Given exercise 1: Please set down the passage on the BOC Order and the IRS guidance word for word.

Selected passage:
The BOC Order directs that "[w]ithin 45 days following enactment of the One Big Beautiful Bill Act, the Secretary of the Treasury shall take all action as the Secretary of the Treasury deems necessary and appropriate to strictly enforce the termination of the clean electricity production and investment tax credits under sections 45Y and 48E of the Internal Revenue Code for wind and solar facilities. This includes issuing new and revised guidance as the Secretary of the Treasury deems appropriate and consistent with applicable law to ensure that policies concerning the 'beginning of construction' are not circumvented, including by preventing the artificial acceleration or manipulation of eligibility and by restricting the use of broad safe harbors unless a substantial portion of a subject facility has been built."
It seems likely that the new IRS guidance issued pursuant to the BOC Order will be more restrictive than existing IRS guidance. The scope and effective date of the new guidance is unknown.

Supplied entries:

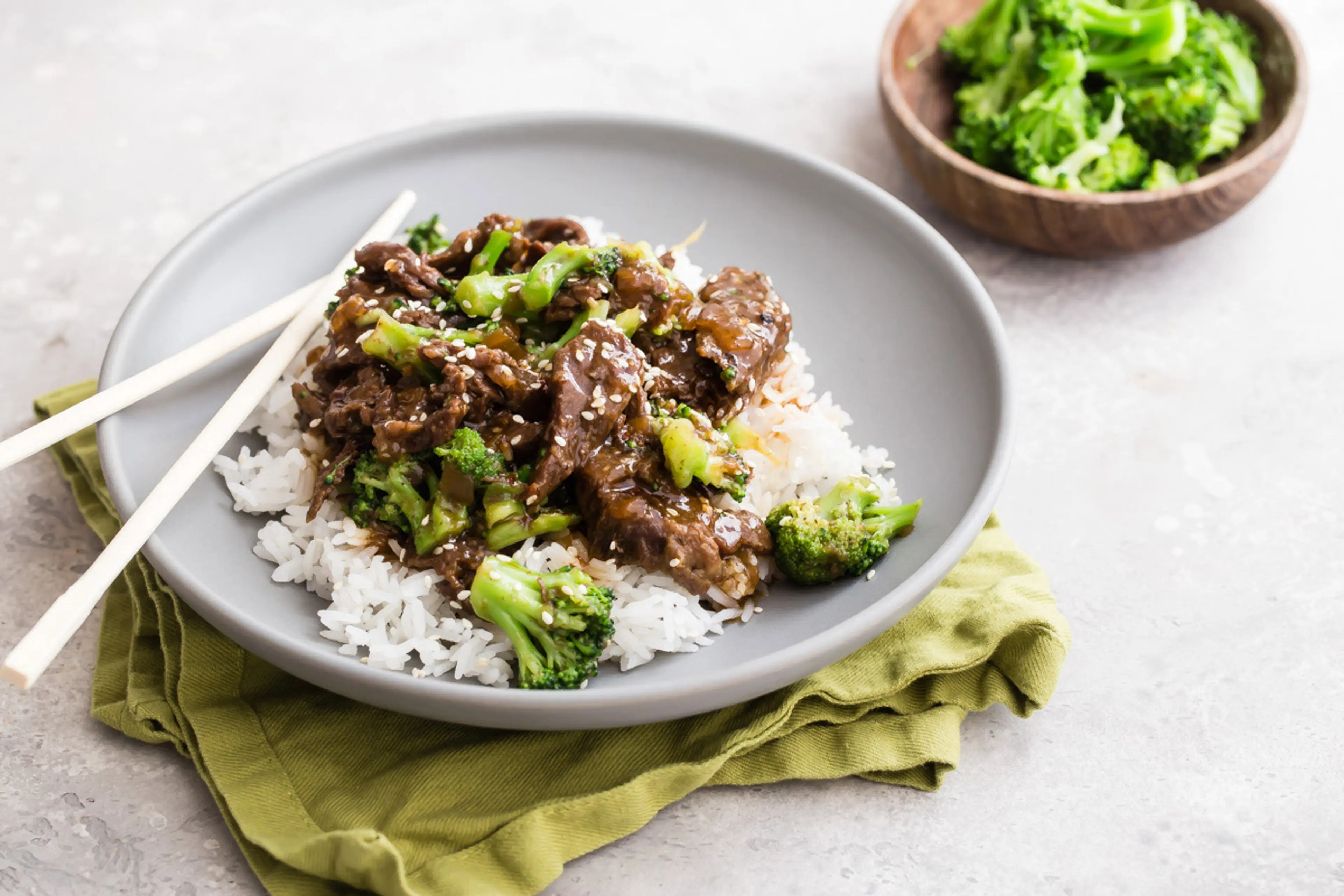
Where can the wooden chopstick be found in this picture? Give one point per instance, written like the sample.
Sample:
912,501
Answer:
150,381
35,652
* * *
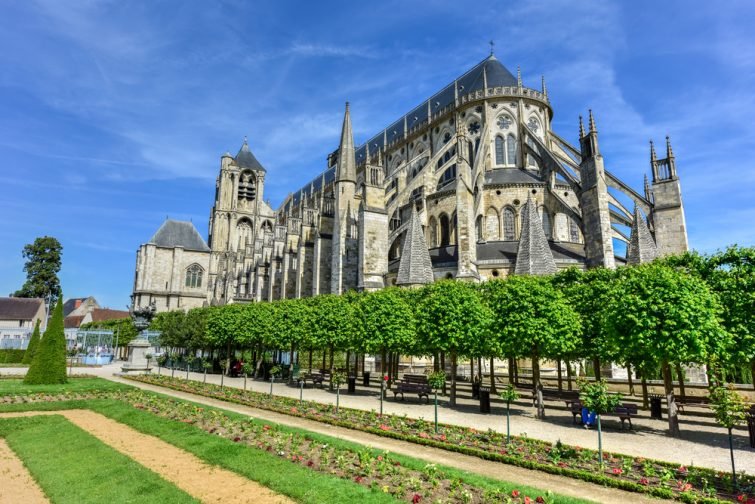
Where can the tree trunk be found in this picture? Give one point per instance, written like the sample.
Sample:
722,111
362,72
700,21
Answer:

Given exercise 2: Collect every line of the records that contains the word "picture" and copy each one in full. Case counts.

Task answer 1:
The BOC Order directs that "[w]ithin 45 days following enactment of the One Big Beautiful Bill Act, the Secretary of the Treasury shall take all action as the Secretary of the Treasury deems necessary and appropriate to strictly enforce the termination of the clean electricity production and investment tax credits under sections 45Y and 48E of the Internal Revenue Code for wind and solar facilities. This includes issuing new and revised guidance as the Secretary of the Treasury deems appropriate and consistent with applicable law to ensure that policies concerning the 'beginning of construction' are not circumvented, including by preventing the artificial acceleration or manipulation of eligibility and by restricting the use of broad safe harbors unless a substantial portion of a subject facility has been built."
It seems likely that the new IRS guidance issued pursuant to the BOC Order will be more restrictive than existing IRS guidance. The scope and effective date of the new guidance is unknown.

Task answer 2:
Where can the wooden chopstick be found in this picture? Give one point per instance, written like the sample.
Where can the tree trunk be found in this picture? Give one point per instance, written like the sample.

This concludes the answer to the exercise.